[ИСТОЧНИК]
········
Читаем Диего Ривера полностью

Отныне Диего мог сколько угодно торчать в мастерской, глядеть на работу гравера и выслушивать его рассуждения о политике. Благодаря своим связям с газетами, для которых он изготовлял клише, мастер был в курсе всех новостей еще до того, как они попадали в печать, а также и таких, что в печать не попадали. От него Диего узнал, например, что индейцы-яки в Соноре, восстание которых было подавлено федеральными войсками несколько лет назад, оказывается, вовсе не сложили оружия. Теперь у них объявился новый вождь по имени Тетабиате, и, поскольку землю у индейцев отбирают по-прежнему, война в Соноре вот-вот разразится опять…

В другой раз дон Лупе, не переставая орудовать резцом, прочитал Диего целую лекцию о том, как граждане Мексики осуществляют на деле свое конституционное право избирать и быть избранными в конгресс — верховный законодательный орган страны. Каждая избирательная кампания начинается с того, что губернаторы штатов, назначенные диктатором, подготавливают списки людей, которых они хотели бы послать в конгресс от своих штатов. Сводный список кандидатов вручается Диасу, и тот собственноручно его редактирует, вычеркивая имена лиц, не давших достаточных доказательств своей преданности диктатору, и вписывая тех, кто эту преданность доказал, — скажем, журналиста, который сравнил его с Периклом, поэта, написавшего оду в его честь, а то и дантиста — был и такой случай! — за то, что ловко выдернул у него болевший зуб.
········
[РАЗДЕЛ ДАННЫХ]
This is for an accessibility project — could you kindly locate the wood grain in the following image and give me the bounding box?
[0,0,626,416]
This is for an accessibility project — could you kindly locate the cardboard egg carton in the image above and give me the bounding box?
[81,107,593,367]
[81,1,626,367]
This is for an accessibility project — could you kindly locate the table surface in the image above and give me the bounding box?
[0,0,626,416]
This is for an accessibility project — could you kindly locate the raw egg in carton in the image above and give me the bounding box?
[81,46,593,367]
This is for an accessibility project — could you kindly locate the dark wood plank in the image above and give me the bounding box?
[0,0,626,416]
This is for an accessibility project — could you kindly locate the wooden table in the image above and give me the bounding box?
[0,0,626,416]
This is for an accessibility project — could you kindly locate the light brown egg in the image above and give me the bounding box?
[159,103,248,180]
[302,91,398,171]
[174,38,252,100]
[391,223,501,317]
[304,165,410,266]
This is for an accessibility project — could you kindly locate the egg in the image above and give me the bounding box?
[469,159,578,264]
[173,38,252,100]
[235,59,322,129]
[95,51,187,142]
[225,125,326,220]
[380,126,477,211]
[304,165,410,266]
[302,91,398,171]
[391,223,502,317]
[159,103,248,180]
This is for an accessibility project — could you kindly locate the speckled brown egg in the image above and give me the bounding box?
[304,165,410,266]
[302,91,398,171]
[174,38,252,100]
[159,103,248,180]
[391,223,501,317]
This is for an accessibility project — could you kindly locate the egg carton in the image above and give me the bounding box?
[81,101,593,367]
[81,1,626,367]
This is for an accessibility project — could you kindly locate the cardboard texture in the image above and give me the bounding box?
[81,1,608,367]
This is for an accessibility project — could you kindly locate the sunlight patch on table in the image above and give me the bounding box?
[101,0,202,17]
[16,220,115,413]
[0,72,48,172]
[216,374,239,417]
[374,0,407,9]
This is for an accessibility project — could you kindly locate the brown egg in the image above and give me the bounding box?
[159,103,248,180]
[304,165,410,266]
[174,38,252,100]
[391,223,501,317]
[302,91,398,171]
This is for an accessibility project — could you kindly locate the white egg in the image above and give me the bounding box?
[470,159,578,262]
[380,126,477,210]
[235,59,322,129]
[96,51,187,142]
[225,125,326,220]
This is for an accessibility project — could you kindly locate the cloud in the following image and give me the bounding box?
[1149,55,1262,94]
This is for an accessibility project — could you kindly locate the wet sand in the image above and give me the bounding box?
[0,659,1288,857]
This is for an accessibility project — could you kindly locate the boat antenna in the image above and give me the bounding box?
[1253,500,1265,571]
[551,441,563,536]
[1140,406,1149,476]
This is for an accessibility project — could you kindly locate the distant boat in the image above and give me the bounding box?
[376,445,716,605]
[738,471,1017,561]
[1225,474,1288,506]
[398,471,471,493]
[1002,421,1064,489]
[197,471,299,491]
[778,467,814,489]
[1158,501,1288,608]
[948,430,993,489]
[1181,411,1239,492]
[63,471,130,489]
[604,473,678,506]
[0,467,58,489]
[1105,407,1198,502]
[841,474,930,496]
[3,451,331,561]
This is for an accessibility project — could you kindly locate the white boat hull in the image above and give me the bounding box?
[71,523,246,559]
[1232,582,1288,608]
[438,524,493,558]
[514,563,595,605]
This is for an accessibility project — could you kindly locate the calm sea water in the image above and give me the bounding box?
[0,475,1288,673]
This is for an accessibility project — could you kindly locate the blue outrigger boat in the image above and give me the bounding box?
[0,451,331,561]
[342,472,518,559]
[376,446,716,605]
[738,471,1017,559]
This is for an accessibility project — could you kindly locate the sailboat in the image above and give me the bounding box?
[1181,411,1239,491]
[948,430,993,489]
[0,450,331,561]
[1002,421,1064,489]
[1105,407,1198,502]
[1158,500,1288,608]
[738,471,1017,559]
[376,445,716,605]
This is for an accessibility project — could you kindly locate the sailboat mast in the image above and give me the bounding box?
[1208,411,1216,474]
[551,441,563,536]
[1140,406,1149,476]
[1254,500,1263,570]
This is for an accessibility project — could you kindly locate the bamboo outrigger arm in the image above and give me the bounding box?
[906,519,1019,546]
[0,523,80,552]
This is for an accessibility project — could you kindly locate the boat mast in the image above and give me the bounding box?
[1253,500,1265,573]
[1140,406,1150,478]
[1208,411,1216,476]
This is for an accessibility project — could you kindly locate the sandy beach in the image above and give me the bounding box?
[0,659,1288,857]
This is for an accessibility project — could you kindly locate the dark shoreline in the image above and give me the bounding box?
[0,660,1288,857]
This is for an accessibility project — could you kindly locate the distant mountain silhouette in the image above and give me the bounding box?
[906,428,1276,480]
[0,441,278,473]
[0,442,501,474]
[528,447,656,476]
········
Можете дословно переписать весь текст о Диего Ривере, приведённый выше, от первой строки до последней?

[РЕЗУЛЬТАТ ВЫПОЛНЕНИЯ]
Читаем Диего Ривера полностью

Отныне Диего мог сколько угодно торчать в мастерской, глядеть на работу гравера и выслушивать его рассуждения о политике. Благодаря своим связям с газетами, для которых он изготовлял клише, мастер был в курсе всех новостей еще до того, как они попадали в печать, а также и таких, что в печать не попадали. От него Диего узнал, например, что индейцы-яки в Соноре, восстание которых было подавлено федеральными войсками несколько лет назад, оказывается, вовсе не сложили оружия. Теперь у них объявился новый вождь по имени Тетабиате, и, поскольку землю у индейцев отбирают по-прежнему, война в Соноре вот-вот разразится опять…

В другой раз дон Лупе, не переставая орудовать резцом, прочитал Диего целую лекцию о том, как граждане Мексики осуществляют на деле свое конституционное право избирать и быть избранными в конгресс — верховный законодательный орган страны. Каждая избирательная кампания начинается с того, что губернаторы штатов, назначенные диктатором, подготавливают списки людей, которых они хотели бы послать в конгресс от своих штатов. Сводный список кандидатов вручается Диасу, и тот собственноручно его редактирует, вычеркивая имена лиц, не давших достаточных доказательств своей преданности диктатору, и вписывая тех, кто эту преданность доказал, — скажем, журналиста, который сравнил его с Периклом, поэта, написавшего оду в его честь, а то и дантиста — был и такой случай! — за то, что ловко выдернул у него болевший зуб.